──────── EXERCISE MATERIALS ────────

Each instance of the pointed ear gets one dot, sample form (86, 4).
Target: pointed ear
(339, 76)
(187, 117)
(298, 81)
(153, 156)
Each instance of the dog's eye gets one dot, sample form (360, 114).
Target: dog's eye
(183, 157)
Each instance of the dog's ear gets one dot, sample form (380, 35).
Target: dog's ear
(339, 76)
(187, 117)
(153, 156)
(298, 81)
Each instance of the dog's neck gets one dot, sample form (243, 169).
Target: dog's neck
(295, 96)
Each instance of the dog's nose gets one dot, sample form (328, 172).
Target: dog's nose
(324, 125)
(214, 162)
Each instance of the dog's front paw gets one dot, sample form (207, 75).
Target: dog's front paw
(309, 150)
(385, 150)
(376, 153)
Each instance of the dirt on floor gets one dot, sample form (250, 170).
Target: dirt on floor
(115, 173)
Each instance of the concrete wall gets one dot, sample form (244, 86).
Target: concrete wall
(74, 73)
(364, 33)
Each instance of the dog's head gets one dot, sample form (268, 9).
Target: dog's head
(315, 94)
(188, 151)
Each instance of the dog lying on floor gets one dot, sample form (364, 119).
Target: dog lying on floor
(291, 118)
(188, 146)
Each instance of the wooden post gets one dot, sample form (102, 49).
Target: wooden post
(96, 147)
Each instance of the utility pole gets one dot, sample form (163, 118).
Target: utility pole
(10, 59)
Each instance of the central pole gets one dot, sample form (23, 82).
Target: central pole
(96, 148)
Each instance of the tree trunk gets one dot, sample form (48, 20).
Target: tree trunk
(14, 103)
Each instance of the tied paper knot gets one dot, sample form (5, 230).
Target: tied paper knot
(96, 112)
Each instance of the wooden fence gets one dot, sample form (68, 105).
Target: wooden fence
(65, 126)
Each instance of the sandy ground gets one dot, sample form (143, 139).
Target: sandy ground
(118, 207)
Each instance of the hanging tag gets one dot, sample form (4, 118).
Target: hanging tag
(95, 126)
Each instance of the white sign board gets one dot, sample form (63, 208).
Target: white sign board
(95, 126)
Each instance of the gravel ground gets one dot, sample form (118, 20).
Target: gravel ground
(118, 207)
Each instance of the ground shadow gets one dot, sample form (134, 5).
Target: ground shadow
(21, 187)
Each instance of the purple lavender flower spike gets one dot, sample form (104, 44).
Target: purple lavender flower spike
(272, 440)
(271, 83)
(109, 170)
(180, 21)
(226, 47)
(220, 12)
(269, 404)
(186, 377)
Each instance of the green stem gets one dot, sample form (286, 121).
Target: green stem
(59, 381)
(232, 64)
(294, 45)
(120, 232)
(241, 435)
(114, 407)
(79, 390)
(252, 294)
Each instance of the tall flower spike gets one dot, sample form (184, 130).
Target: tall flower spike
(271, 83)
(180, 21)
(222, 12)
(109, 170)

────────

=== THE PROBLEM ===
With nothing omitted, set down all of the records again.

=== RESPONSE AREA ===
Each instance of the pointed ear gets one dot, sample form (86, 4).
Target: pointed ear
(339, 76)
(187, 117)
(298, 81)
(153, 156)
Each instance of the dog's eye gets one dot, sample form (360, 114).
Target: dog's eye
(183, 157)
Each instance of the dog's ear gets one dot, sample form (380, 35).
Target: dog's ear
(339, 76)
(187, 117)
(153, 156)
(298, 81)
Each instance of the dog's neck gets one dot, sample form (243, 169).
Target: dog's neck
(295, 96)
Each instance of the dog's nose gets one dot, sample form (328, 172).
Target: dog's nose
(324, 125)
(214, 162)
Each instance of the dog's front paw gets one dot, sample form (207, 75).
Target: dog's front paw
(309, 150)
(385, 150)
(376, 153)
Each instance of the dirt on floor gets one dot, sample form (250, 170).
Target: dirt on floor
(115, 173)
Each instance of the concrete wall gets one dot, sample form (244, 86).
Target: concrete wall
(74, 73)
(364, 33)
Each instance of the dog's head gets one dot, sample form (268, 9).
Target: dog's head
(315, 94)
(188, 151)
Each instance of the dog lying on floor gets one dot, sample form (364, 119).
Target: dog lying on floor
(291, 118)
(188, 146)
Each instance of the wooden post gets one dot, sample form (102, 49).
Target: wooden post
(96, 147)
Each instance of the utility pole gets one dot, sample form (163, 118).
Target: utility pole
(10, 59)
Each instance of the central pole gets one dot, sample form (23, 82).
Target: central pole
(96, 148)
Each instance of the tree trunk gets one dot, sample form (48, 20).
Target: tree trunk
(14, 103)
Each instance of the tied paper knot gets one dot, sample form (5, 230).
Target: tied paper knot
(96, 112)
Each instance of the wooden fence gets one dot, sample form (68, 105).
Target: wooden fence
(65, 126)
Each instance of the sandy ground gets one dot, sample form (143, 139).
Target: sandy ground
(118, 207)
Each instance of the hanging tag gets one dot, sample form (4, 118).
Target: hanging tag
(95, 126)
Each instance of the white sign board gets one dot, sample form (63, 208).
Target: white sign board
(95, 126)
Each instance of the gravel ground gets one dot, sample form (118, 20).
Target: gravel ground
(118, 207)
Each instance of the ground shadow gets one dot, sample form (134, 5).
Target: ground shadow
(21, 187)
Each instance of the purple lavender flower spike gets one dot, sample form (104, 44).
Target: purple lavender flower spike
(272, 440)
(271, 83)
(109, 170)
(180, 21)
(226, 47)
(220, 12)
(269, 404)
(186, 377)
Each instance of the green stem gets one dot, sample form (286, 121).
Target: green stem
(59, 381)
(232, 64)
(294, 45)
(120, 232)
(241, 435)
(114, 407)
(79, 390)
(252, 294)
Each instance of the tall flower spike gets one dot, sample form (184, 130).
Target: tall flower spike
(271, 83)
(180, 21)
(222, 12)
(109, 170)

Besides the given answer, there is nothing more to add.